→ SET EXERCISE: Look for "[mark] hedge (a" in the listing below, then copy exactly the line it appears in and all lines after it to the end, and nothing more.

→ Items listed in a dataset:
========================

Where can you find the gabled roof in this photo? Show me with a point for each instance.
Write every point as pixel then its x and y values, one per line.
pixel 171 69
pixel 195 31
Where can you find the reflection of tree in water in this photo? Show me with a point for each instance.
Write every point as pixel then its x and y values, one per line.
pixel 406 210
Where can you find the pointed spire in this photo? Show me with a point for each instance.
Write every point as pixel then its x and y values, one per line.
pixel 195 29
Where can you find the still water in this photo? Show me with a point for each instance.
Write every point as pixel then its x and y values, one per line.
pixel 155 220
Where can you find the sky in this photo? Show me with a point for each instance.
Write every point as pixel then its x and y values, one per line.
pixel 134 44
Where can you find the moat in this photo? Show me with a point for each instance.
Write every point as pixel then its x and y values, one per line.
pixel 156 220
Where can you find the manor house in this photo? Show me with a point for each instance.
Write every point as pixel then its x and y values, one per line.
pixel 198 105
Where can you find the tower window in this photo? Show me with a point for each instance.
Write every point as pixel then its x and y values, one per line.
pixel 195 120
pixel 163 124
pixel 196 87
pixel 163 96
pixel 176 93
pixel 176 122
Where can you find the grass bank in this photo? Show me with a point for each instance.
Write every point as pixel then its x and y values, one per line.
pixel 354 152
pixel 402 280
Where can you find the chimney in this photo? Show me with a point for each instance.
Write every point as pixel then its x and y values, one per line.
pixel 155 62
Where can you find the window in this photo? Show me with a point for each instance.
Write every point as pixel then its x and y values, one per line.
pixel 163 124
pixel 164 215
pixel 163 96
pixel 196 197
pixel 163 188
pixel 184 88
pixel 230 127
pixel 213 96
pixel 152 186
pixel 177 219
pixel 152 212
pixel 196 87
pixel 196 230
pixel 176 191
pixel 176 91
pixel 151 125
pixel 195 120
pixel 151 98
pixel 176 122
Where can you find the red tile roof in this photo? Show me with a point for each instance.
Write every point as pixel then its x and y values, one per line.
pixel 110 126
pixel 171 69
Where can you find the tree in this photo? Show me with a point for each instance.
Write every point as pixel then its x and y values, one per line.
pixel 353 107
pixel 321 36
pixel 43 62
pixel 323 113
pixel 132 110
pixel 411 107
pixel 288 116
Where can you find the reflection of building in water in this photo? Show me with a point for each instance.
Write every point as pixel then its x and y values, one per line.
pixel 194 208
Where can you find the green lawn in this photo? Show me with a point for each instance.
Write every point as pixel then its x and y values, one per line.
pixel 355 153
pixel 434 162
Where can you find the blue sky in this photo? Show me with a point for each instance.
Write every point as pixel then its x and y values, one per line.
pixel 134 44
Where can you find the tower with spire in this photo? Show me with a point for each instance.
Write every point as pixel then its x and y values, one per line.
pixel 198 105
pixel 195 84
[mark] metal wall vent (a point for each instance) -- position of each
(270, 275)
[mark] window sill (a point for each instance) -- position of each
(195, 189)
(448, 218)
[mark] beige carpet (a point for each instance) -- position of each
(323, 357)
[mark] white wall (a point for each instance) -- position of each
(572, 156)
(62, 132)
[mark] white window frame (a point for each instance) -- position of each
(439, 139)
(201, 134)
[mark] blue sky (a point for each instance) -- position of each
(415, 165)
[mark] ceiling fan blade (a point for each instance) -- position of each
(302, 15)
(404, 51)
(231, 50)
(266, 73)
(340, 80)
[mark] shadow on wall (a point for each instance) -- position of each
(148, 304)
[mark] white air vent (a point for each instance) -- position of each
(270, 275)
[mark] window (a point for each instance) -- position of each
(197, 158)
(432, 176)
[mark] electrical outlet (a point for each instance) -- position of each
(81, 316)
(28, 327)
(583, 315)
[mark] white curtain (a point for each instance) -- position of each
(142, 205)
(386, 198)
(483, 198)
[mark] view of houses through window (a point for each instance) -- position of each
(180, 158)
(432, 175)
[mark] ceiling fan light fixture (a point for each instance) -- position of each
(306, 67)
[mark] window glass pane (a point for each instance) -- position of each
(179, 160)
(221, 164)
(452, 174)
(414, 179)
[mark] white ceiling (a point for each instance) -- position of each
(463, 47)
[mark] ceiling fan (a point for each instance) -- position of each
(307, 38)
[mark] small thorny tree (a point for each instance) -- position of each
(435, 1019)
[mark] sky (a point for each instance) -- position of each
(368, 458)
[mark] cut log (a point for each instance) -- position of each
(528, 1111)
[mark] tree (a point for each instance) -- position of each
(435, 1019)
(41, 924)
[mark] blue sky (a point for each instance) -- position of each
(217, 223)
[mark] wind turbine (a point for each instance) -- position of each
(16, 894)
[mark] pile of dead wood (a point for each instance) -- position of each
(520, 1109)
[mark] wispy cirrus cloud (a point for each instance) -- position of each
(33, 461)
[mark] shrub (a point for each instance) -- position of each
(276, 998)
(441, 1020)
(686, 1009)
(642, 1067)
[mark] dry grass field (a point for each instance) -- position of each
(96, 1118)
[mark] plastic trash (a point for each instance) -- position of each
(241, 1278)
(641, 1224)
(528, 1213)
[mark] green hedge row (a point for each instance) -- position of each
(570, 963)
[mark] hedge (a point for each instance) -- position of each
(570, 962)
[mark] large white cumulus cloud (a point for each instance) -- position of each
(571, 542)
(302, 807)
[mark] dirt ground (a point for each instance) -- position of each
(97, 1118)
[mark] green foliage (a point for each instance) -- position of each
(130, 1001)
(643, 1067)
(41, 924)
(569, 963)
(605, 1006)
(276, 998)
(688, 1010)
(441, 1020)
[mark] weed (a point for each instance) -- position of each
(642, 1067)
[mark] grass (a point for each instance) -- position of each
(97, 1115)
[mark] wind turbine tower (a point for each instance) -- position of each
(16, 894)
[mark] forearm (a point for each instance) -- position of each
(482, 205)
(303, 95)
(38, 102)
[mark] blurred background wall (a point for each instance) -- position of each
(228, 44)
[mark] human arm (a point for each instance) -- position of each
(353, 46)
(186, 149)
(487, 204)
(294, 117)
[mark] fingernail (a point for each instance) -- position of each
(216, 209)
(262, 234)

========================

→ ANSWER FOR THIS EXERCISE:
[mark] hedge (a point for each instance) -- position of each
(570, 962)
[mark] large white cumulus cloud (a point for each instance) -- position of each
(571, 542)
(302, 807)
[mark] dirt ground (a point for each instance) -- position of each
(97, 1118)
[mark] green foliage (a point for each instance) -- position of each
(130, 1001)
(643, 1067)
(41, 924)
(569, 963)
(605, 1006)
(276, 998)
(688, 1010)
(441, 1020)
[mark] weed (a point for each instance) -- position of each
(642, 1067)
[mark] grass (a point for each instance) -- position of each
(97, 1115)
[mark] wind turbine tower (a point for each instance) -- position of each
(16, 894)
[mark] forearm (a point for each instance) -- position of each
(482, 205)
(303, 95)
(38, 102)
[mark] blurred background wall (a point for each instance) -- position of each
(228, 44)
[mark] human arm (a point for each instance) -- position of each
(353, 46)
(186, 149)
(487, 204)
(294, 117)
[mark] fingernail (a point for each instance) -- position of each
(216, 209)
(262, 234)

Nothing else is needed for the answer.